» REQUESTS:
1/ List every country or political union that the blog post on freedom of speech names.
2/ Carry the blog post on freedom of speech and protection of deviants forward from its last sentence.

» PASSAGE:
───
Wednesday, August 26, 2009

Social Deviants are The Future?

I lifted the following from a Amazon commenter (Jeffrey Miller)'s book review.

Freedom of speech and protection of a counterculture are more than just abstract features of a Western liberal morality. Freedom of speech and protection of "deviants" comprise essential economic infrastructure in the twenty-first century. As we move into an Information Age, societies that offer strong protection of freedom of speech and individual expression will trump those Confucian societies that emphasize obedience and silent submission to authority. As unlikely a winner as oft-benighted India may seem to be, I would still put good money on India and the individualistic U.S., in collaboration with the European Union, as the future leaders of the non-local sphere of Information and Cyberspace, leaving the Confucian societies not yet visited by glasnost far behind. Freedom of information should be treated by Khanna as one of the most important traits of an economic superpower, far more important than good roads, canals, and oil rigs. Confucianism, as it exists today, is a mimicry engine producing only commodities; free societies such as India have the potential to become creativity engines, producing entirely new economic niches.
───
[Dataset records]
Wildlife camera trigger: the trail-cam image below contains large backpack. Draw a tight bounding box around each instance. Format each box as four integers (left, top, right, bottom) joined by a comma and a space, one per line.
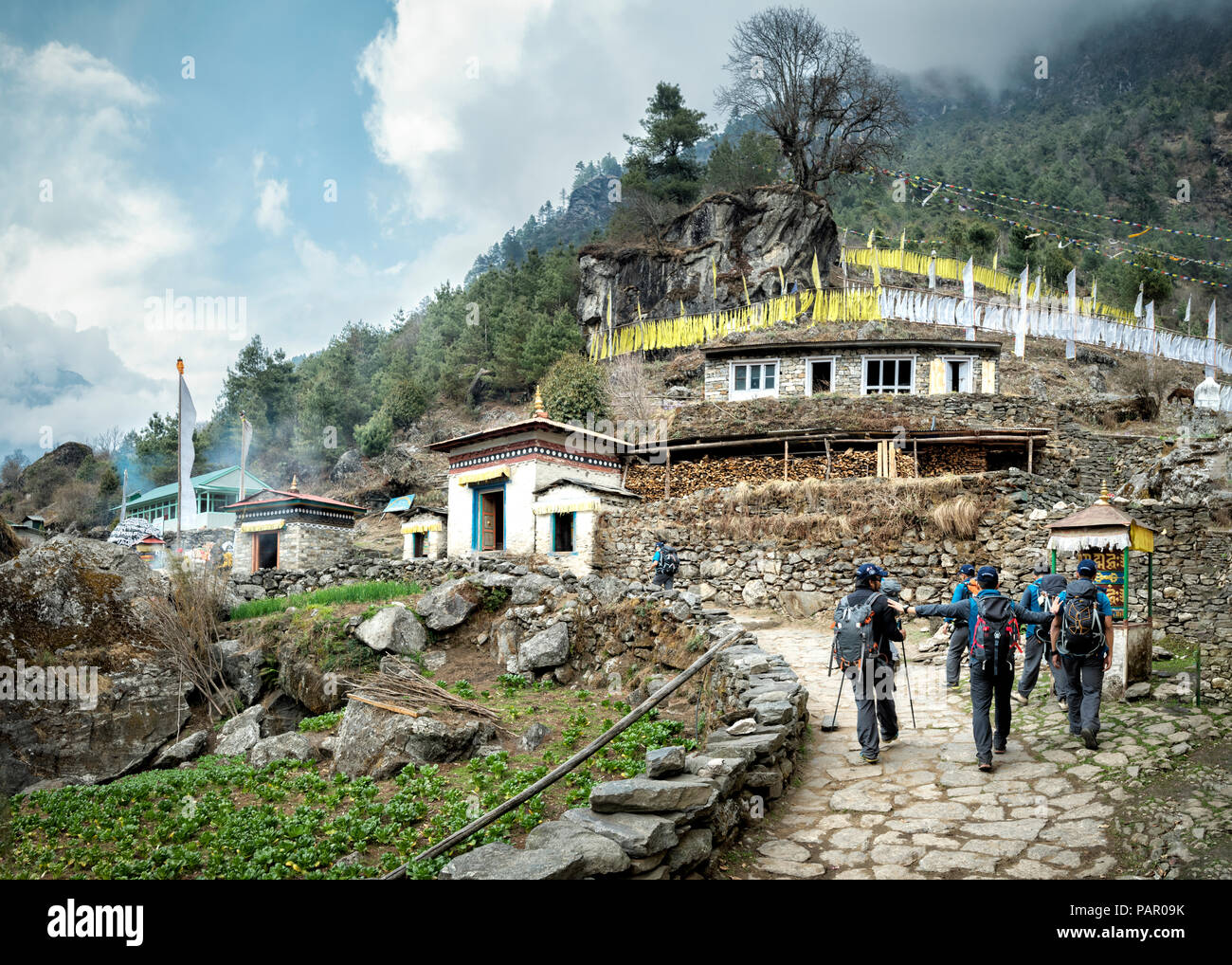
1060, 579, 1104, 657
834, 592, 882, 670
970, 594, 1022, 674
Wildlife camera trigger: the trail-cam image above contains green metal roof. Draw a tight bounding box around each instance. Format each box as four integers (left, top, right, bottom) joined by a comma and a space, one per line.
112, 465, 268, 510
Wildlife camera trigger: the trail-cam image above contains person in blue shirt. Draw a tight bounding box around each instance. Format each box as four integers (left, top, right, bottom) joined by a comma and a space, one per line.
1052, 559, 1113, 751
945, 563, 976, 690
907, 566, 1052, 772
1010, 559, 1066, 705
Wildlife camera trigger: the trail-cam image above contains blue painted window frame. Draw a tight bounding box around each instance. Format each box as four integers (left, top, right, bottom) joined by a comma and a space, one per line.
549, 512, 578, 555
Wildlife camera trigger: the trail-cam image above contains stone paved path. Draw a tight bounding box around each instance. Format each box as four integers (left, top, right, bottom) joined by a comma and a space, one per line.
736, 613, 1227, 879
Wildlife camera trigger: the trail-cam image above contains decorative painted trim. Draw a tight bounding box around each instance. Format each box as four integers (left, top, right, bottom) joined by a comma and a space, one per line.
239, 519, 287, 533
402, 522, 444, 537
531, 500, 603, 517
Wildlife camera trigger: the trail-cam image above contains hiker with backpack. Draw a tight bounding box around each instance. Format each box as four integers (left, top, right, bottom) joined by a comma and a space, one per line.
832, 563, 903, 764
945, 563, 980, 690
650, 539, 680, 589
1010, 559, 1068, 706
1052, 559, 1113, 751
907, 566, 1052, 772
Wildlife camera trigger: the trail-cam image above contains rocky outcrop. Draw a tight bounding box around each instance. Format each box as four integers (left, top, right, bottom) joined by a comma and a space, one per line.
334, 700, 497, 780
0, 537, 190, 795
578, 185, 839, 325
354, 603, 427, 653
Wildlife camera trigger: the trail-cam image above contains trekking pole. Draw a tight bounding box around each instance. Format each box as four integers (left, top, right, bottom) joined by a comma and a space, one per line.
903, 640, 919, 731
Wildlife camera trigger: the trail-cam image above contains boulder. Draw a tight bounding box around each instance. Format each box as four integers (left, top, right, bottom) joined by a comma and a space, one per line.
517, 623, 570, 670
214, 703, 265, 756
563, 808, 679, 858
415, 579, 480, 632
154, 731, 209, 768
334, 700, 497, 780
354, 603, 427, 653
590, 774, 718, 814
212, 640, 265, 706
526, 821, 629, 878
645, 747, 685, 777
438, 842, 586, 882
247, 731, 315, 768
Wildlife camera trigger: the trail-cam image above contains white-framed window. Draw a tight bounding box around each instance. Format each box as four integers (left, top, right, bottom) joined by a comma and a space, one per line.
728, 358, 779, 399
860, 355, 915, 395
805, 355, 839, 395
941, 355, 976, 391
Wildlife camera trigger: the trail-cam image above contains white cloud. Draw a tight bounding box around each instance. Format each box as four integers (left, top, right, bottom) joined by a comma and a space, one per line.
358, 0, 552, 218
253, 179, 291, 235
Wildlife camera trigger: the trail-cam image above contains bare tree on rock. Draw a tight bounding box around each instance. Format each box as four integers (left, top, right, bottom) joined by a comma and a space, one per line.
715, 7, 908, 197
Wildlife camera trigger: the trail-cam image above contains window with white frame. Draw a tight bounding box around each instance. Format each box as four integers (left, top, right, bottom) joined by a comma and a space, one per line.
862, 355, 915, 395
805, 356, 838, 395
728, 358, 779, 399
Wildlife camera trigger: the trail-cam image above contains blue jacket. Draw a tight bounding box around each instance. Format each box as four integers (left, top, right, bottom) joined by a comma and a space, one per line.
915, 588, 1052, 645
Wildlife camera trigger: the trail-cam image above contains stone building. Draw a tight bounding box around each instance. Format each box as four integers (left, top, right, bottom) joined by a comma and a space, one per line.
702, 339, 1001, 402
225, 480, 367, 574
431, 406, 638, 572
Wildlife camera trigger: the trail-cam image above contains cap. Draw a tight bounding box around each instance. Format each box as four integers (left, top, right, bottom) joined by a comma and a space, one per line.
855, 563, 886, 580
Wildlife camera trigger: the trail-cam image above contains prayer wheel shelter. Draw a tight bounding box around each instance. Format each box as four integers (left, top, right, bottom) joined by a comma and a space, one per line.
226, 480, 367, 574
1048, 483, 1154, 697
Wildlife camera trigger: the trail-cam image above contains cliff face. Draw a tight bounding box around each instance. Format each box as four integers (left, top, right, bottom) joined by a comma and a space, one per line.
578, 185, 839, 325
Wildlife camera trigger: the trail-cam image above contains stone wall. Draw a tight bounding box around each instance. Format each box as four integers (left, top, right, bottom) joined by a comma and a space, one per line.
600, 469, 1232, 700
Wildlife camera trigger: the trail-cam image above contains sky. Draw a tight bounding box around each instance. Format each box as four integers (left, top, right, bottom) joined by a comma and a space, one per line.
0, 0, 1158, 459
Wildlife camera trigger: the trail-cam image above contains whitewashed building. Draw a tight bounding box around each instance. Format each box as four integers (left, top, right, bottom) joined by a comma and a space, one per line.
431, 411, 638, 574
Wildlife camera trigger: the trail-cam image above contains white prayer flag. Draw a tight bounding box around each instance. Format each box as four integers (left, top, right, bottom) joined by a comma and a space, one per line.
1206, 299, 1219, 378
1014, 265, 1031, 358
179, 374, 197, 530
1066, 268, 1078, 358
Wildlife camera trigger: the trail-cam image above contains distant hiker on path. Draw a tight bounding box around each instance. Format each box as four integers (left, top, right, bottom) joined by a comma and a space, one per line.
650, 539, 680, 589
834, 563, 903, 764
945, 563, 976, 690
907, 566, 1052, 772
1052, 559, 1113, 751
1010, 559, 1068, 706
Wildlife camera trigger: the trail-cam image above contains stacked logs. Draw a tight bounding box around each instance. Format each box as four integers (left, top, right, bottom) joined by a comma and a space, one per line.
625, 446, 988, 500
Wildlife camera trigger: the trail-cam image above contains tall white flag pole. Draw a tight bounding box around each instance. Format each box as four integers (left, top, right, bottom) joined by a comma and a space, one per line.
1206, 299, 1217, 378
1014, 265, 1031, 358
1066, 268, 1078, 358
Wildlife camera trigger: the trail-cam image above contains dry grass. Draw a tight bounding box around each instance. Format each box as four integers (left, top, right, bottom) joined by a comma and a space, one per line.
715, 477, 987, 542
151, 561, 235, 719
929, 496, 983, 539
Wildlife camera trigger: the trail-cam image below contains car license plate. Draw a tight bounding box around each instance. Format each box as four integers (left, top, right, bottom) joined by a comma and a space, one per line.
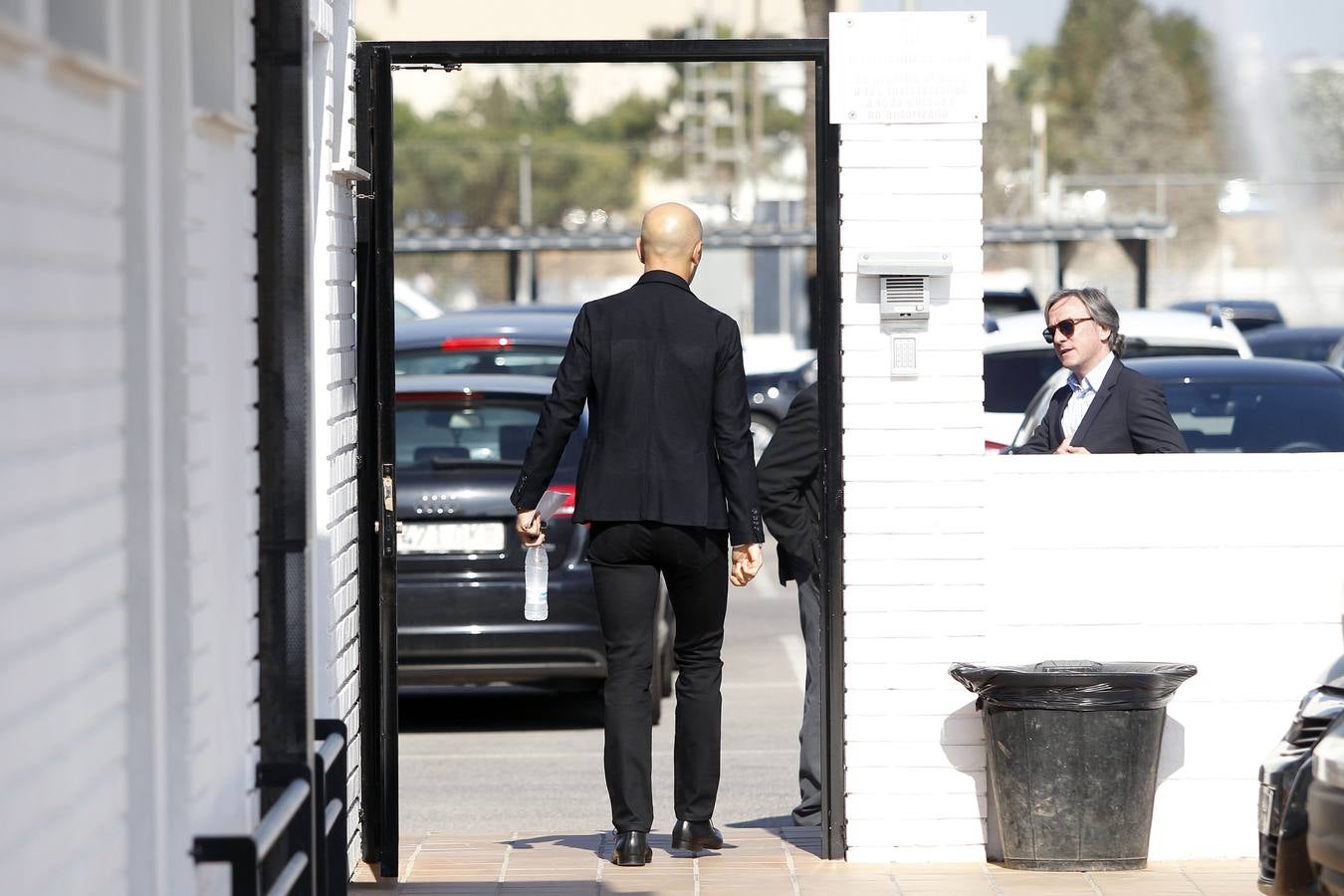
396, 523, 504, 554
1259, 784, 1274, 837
───
» ANSWERS TO THE PROBLEMS:
1/ India, the U.S., and the European Union.

2/
Economies open to harnessing the (positive) Black Swans, as Taleb would say.
Unless we are driven into a new Dark Age by war or resource disasters, the relentless Information Age will reward societies with strong creative classes (Richard Florida's term); reward societies with a protected counterculture and bohemia; and will punish societies ruled by conformity and fear of "deviance"; will punish societies without their equivalent of Mad Magazine; will punish societies that imprison dissidents. Until Chinese glasnost emerges, the United States, Europe and India will rule cyberspace, and hence the future.

Miller's points are compelling. Global access to a global pool of knowledge (and, so far, an unlimited amount of output able to be put in to it) -- the effects of this have yet to be really sifted out to their long term implications.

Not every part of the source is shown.